> Brief: Print the range of lines that opens with the line containing "of the nose" and closes with the last line of the listing. Include both ends; print nothing more.

[START Provided data]

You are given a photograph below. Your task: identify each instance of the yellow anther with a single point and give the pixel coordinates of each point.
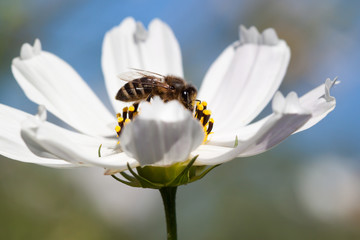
(207, 112)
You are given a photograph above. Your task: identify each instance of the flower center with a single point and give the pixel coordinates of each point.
(201, 113)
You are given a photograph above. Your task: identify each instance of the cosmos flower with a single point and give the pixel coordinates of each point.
(236, 88)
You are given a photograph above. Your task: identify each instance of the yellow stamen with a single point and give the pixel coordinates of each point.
(125, 109)
(131, 112)
(204, 104)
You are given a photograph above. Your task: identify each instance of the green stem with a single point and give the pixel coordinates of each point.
(168, 195)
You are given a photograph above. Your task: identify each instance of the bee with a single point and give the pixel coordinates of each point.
(143, 85)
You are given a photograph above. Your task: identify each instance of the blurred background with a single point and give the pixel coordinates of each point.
(306, 188)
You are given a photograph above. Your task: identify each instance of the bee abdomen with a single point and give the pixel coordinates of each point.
(133, 91)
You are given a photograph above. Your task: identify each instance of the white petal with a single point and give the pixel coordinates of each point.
(162, 134)
(319, 102)
(129, 45)
(277, 127)
(43, 138)
(49, 81)
(242, 81)
(13, 145)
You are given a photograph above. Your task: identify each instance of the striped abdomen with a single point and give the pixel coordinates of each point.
(135, 90)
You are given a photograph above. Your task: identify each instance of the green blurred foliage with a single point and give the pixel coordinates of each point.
(40, 203)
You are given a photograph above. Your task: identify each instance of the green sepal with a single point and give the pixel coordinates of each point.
(236, 141)
(128, 177)
(204, 173)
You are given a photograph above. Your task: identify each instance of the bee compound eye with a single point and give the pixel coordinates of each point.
(184, 95)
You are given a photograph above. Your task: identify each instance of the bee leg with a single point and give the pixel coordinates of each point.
(136, 106)
(149, 98)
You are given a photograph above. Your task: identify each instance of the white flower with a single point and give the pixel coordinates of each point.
(238, 85)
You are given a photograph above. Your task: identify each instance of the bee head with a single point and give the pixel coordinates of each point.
(188, 96)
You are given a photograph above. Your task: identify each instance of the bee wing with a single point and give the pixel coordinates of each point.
(150, 82)
(137, 73)
(147, 73)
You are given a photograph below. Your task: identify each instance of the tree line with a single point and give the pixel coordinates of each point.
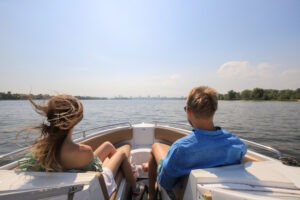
(262, 94)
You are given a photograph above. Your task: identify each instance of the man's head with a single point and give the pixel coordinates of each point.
(202, 101)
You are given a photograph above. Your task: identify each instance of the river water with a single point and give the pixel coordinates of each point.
(274, 124)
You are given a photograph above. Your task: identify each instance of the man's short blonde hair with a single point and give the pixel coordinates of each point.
(203, 101)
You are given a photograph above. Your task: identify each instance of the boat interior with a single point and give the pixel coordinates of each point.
(136, 140)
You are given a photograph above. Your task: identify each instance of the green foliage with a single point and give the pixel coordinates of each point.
(262, 94)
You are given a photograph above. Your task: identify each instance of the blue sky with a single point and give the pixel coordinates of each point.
(141, 48)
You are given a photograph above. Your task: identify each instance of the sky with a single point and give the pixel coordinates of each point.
(148, 47)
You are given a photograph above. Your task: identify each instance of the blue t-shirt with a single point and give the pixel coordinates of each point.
(200, 149)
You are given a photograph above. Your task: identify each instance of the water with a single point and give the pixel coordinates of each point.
(271, 123)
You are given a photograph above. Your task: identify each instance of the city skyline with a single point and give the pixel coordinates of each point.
(148, 48)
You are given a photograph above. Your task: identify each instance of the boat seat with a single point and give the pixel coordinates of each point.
(44, 185)
(118, 178)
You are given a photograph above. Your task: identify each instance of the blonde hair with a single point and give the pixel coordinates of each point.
(203, 101)
(63, 112)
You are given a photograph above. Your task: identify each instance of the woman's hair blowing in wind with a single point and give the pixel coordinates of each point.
(63, 112)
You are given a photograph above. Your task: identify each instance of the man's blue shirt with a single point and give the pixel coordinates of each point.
(200, 149)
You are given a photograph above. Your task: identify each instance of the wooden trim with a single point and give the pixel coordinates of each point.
(168, 135)
(115, 137)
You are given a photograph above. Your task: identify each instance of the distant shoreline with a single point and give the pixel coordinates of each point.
(257, 94)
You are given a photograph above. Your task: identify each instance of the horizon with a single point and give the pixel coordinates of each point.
(148, 48)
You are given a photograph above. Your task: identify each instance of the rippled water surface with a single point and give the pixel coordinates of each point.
(271, 123)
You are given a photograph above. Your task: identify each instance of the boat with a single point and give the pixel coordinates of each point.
(259, 176)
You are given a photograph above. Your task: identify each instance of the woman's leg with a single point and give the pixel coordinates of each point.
(119, 159)
(158, 152)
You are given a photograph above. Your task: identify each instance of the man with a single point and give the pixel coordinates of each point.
(206, 146)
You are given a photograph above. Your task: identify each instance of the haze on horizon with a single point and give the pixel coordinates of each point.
(148, 48)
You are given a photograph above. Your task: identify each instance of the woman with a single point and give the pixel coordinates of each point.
(55, 150)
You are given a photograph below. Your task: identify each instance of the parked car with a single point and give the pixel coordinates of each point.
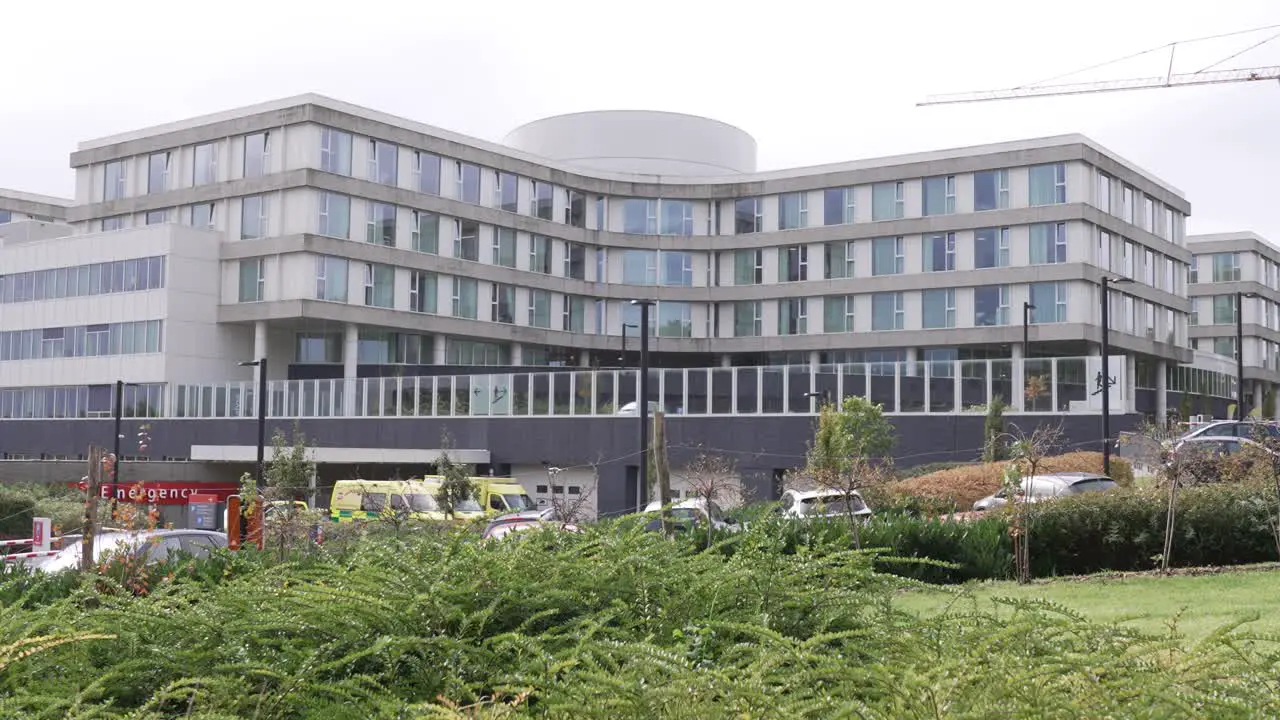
(151, 546)
(1045, 487)
(822, 504)
(690, 513)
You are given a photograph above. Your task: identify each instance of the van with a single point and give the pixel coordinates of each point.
(498, 495)
(370, 500)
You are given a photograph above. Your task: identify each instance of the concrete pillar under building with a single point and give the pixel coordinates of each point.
(350, 367)
(1161, 391)
(1019, 399)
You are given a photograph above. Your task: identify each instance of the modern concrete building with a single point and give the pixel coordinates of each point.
(405, 274)
(1229, 269)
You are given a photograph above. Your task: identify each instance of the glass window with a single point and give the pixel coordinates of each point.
(426, 232)
(940, 253)
(640, 267)
(383, 162)
(465, 291)
(887, 200)
(466, 240)
(677, 217)
(332, 278)
(544, 200)
(252, 217)
(379, 285)
(748, 215)
(837, 205)
(1224, 309)
(539, 308)
(938, 308)
(792, 315)
(837, 314)
(469, 182)
(205, 168)
(748, 267)
(991, 247)
(507, 191)
(887, 256)
(677, 268)
(675, 319)
(336, 151)
(540, 254)
(1048, 301)
(502, 304)
(1048, 244)
(887, 311)
(991, 190)
(746, 318)
(504, 247)
(839, 259)
(991, 305)
(251, 279)
(794, 263)
(257, 153)
(158, 172)
(639, 215)
(113, 180)
(1047, 183)
(423, 291)
(792, 210)
(334, 215)
(940, 195)
(426, 167)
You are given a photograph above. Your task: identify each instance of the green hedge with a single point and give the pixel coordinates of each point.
(1074, 536)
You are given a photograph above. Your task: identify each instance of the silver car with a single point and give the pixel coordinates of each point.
(154, 546)
(1043, 487)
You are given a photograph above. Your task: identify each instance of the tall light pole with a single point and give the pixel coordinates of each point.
(643, 401)
(261, 411)
(1105, 379)
(622, 359)
(1239, 352)
(1027, 322)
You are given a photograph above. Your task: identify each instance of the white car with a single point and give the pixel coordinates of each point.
(823, 504)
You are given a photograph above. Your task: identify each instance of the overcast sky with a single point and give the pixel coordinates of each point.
(813, 81)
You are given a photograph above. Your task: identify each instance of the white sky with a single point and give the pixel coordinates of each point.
(813, 81)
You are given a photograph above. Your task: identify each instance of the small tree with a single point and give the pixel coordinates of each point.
(1028, 452)
(456, 486)
(713, 481)
(848, 450)
(993, 432)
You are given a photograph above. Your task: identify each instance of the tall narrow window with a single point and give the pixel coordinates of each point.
(257, 154)
(336, 151)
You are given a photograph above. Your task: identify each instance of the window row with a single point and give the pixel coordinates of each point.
(83, 341)
(81, 281)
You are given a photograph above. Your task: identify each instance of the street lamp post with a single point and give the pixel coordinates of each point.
(261, 411)
(1239, 352)
(1105, 383)
(622, 359)
(643, 401)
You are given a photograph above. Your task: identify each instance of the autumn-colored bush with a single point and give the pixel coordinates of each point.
(965, 484)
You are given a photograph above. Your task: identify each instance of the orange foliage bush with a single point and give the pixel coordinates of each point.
(969, 483)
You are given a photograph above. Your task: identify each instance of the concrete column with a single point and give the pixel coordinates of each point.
(350, 363)
(1019, 399)
(1161, 392)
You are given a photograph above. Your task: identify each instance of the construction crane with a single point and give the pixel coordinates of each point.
(1205, 76)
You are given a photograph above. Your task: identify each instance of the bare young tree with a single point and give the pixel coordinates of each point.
(1027, 452)
(713, 481)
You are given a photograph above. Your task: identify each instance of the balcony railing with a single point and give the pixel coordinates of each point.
(1055, 384)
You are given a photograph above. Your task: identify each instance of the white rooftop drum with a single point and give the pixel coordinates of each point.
(639, 141)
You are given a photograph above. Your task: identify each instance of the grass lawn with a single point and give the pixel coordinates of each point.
(1144, 602)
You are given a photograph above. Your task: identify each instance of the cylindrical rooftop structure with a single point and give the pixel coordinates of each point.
(639, 141)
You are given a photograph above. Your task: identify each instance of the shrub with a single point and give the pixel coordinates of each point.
(965, 484)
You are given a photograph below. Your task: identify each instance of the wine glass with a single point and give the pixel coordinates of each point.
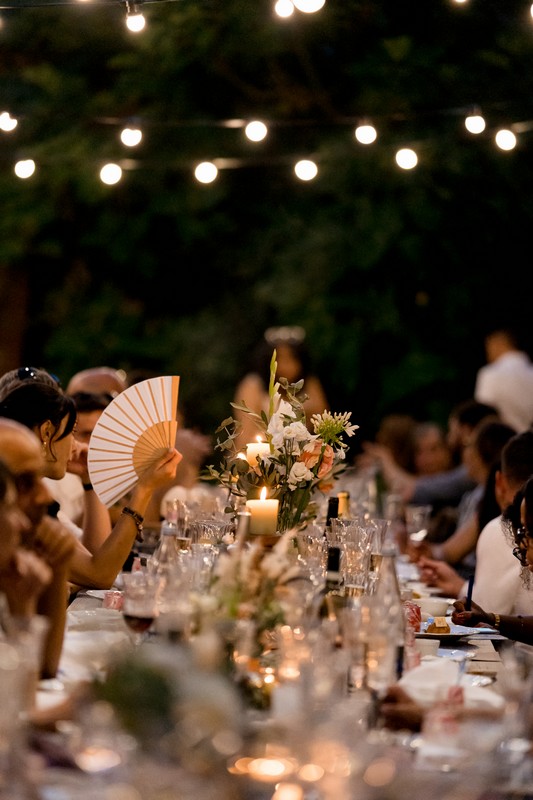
(139, 604)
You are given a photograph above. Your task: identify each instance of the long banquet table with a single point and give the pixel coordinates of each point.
(94, 632)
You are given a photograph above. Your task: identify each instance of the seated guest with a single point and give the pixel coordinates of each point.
(481, 455)
(70, 491)
(23, 575)
(519, 628)
(98, 380)
(497, 576)
(445, 488)
(51, 415)
(21, 451)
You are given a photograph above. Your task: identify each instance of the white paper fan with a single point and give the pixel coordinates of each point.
(133, 432)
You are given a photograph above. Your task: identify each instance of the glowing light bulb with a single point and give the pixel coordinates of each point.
(206, 172)
(131, 137)
(308, 6)
(110, 174)
(306, 170)
(7, 122)
(366, 134)
(25, 168)
(256, 131)
(505, 139)
(406, 158)
(475, 123)
(284, 8)
(135, 22)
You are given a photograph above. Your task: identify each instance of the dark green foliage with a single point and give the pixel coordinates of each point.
(394, 275)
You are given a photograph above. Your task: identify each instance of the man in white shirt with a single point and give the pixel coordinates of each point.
(506, 381)
(498, 579)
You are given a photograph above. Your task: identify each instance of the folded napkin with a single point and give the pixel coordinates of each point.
(430, 681)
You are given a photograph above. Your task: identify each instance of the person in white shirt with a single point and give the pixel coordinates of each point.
(498, 580)
(506, 381)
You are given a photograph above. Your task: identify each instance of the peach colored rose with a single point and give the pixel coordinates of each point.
(311, 456)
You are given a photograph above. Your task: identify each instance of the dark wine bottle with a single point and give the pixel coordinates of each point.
(332, 513)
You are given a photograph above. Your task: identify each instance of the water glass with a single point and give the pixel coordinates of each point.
(139, 603)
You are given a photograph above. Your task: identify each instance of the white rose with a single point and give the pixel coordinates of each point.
(299, 472)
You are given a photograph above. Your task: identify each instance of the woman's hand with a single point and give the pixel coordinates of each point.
(470, 618)
(163, 471)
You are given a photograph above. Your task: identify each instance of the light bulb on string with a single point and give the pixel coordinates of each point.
(505, 139)
(135, 20)
(306, 170)
(308, 6)
(7, 122)
(25, 168)
(110, 174)
(131, 137)
(365, 133)
(406, 158)
(256, 131)
(206, 172)
(475, 123)
(284, 8)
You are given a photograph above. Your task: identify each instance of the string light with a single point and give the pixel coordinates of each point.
(406, 158)
(505, 139)
(110, 174)
(366, 134)
(7, 122)
(131, 137)
(308, 6)
(475, 123)
(306, 170)
(25, 168)
(135, 20)
(256, 131)
(284, 8)
(206, 172)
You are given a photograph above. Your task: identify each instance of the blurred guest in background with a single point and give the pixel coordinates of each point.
(293, 364)
(506, 381)
(499, 578)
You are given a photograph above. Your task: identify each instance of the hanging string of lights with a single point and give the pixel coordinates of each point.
(365, 132)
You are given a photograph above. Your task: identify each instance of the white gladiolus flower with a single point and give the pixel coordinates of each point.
(299, 472)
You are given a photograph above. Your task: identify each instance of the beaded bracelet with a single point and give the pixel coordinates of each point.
(137, 518)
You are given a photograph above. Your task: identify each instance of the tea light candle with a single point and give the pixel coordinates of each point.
(264, 519)
(255, 449)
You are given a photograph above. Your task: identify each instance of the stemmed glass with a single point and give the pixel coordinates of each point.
(139, 604)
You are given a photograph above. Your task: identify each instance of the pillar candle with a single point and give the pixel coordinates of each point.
(264, 519)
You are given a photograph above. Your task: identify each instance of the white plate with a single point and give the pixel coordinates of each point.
(456, 632)
(98, 593)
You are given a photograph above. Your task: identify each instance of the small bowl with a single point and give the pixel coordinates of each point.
(433, 606)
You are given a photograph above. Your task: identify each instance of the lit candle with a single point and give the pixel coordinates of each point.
(255, 449)
(264, 519)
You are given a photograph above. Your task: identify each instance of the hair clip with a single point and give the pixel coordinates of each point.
(286, 334)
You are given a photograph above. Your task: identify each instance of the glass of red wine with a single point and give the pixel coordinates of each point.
(139, 604)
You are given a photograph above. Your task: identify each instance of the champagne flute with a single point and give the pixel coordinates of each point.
(139, 604)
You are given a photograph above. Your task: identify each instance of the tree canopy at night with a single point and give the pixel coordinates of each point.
(395, 274)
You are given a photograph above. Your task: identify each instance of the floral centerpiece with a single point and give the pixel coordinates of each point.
(298, 461)
(248, 584)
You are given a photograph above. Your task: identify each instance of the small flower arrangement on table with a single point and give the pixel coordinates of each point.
(293, 462)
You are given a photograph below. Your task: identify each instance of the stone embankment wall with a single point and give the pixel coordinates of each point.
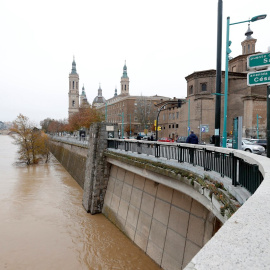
(72, 157)
(168, 225)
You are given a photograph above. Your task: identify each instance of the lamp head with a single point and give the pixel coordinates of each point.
(258, 17)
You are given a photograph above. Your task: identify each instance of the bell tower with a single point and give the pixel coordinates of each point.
(73, 93)
(125, 82)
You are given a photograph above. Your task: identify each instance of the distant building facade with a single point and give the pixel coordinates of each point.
(126, 110)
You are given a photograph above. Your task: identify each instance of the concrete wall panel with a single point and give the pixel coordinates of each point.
(168, 225)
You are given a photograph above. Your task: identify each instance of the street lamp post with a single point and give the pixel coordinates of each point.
(122, 128)
(258, 117)
(106, 117)
(228, 51)
(188, 116)
(129, 125)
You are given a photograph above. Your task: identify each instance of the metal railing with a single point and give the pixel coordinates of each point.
(227, 164)
(74, 140)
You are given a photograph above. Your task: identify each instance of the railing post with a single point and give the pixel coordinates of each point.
(157, 150)
(234, 170)
(126, 146)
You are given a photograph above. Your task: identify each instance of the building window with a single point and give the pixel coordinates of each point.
(191, 90)
(204, 87)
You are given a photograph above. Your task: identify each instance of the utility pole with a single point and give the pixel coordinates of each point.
(218, 75)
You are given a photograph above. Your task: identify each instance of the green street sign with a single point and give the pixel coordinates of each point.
(258, 78)
(258, 60)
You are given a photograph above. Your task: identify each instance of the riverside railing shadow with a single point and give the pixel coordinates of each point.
(226, 164)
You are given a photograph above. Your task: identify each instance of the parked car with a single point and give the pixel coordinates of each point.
(181, 139)
(262, 142)
(251, 147)
(165, 139)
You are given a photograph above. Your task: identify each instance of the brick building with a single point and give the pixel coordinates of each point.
(198, 109)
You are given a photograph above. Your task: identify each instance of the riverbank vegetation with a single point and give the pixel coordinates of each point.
(32, 142)
(82, 119)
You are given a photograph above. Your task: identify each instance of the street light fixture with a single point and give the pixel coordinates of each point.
(122, 128)
(228, 51)
(258, 117)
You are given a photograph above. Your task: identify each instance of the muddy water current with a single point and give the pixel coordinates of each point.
(44, 226)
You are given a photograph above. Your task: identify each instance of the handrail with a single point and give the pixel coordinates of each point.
(220, 160)
(73, 140)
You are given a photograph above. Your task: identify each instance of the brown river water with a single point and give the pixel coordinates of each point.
(43, 224)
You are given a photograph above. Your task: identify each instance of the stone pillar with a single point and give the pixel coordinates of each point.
(97, 169)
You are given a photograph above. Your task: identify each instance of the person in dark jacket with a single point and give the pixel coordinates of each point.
(192, 138)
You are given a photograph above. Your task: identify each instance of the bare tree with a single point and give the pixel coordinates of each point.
(33, 144)
(146, 112)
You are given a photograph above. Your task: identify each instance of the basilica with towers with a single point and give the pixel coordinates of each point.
(198, 108)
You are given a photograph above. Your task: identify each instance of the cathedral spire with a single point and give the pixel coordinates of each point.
(125, 81)
(73, 70)
(248, 45)
(249, 33)
(125, 71)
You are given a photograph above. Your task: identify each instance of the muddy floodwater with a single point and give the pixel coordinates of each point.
(44, 226)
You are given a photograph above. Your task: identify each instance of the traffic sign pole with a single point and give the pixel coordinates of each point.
(258, 78)
(258, 60)
(268, 122)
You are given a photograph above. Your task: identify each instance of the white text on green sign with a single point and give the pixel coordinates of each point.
(258, 60)
(257, 78)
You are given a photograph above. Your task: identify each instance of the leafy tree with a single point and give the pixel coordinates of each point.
(33, 144)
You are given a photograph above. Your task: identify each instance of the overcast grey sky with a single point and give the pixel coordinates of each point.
(161, 41)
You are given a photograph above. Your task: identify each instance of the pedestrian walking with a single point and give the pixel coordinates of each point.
(193, 139)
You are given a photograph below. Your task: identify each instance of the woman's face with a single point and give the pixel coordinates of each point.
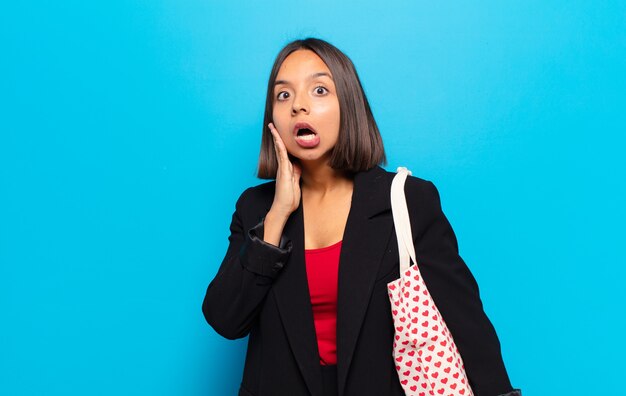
(306, 108)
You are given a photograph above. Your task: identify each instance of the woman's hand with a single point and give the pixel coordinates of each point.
(287, 194)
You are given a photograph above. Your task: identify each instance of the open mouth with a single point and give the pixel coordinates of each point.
(305, 135)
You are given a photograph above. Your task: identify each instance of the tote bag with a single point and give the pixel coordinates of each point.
(426, 358)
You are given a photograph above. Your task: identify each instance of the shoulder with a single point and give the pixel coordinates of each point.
(256, 199)
(415, 188)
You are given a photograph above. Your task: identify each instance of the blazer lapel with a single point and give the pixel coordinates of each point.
(291, 291)
(364, 241)
(365, 238)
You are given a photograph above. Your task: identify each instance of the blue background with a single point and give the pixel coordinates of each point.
(117, 118)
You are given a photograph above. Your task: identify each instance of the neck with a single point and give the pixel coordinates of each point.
(321, 178)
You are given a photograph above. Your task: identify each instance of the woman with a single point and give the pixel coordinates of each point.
(311, 253)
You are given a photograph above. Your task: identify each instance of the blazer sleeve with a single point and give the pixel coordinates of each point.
(235, 296)
(455, 292)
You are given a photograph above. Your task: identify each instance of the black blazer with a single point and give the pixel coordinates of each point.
(261, 290)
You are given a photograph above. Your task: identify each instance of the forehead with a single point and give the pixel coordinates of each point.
(301, 64)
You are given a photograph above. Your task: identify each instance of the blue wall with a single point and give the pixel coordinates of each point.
(116, 118)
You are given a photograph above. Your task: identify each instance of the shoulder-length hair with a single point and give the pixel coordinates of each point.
(359, 146)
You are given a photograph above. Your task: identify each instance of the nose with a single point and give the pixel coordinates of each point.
(299, 105)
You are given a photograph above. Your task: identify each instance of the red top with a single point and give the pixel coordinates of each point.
(322, 270)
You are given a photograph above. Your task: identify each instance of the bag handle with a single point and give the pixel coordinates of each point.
(401, 220)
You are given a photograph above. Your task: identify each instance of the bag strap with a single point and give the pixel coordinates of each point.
(401, 220)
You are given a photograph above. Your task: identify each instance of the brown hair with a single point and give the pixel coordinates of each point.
(360, 146)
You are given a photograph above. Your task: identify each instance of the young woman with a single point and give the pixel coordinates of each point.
(305, 275)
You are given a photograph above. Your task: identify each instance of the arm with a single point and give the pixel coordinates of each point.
(455, 292)
(236, 294)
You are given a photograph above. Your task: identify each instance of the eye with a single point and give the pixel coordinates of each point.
(320, 90)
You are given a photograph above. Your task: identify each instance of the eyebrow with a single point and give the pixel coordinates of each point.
(311, 77)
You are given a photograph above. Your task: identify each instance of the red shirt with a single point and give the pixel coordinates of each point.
(322, 269)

[END Provided data]

> Written answer:
You are given a photograph above. Your task: identify each instance of the nose with a single point and give the pixel coordinates of each point.
(299, 105)
You are given a photograph above. Your task: identify each instance of the red top with a single point and give the pixel coordinates of each point.
(322, 270)
You are given a photograph above. Your task: identify each instance of the bag handle with a single point and give the pixel coordinates of each point.
(401, 220)
You are given a photograph above. Your task: identify each instance of the bag strap with a single point and give the pixel coordinates of each point.
(401, 220)
You are given a photograph above. Your task: identify each instance of the brown hair with a single point and give the pixel coordinates of each point.
(360, 146)
You are given a photograph above. Your task: identify each instance of the young woman with a single point and give the pixel coordinates of each point.
(305, 275)
You are given a photograph above. Your task: identify each instance of the arm with a single point and give the pixel coordinates of each point.
(455, 292)
(236, 294)
You are given a photograph above. Your task: identify each instance of the eye with a single point and give the pixel coordinates of each point.
(320, 90)
You are given a photograph above. Your task: identify each instance of the eyebrow with a single point and give the pixel coordinates of each point.
(311, 77)
You are given a photograph above. Your task: identify each instance of the red shirt with a single point and give the pixel coordinates of each point.
(322, 269)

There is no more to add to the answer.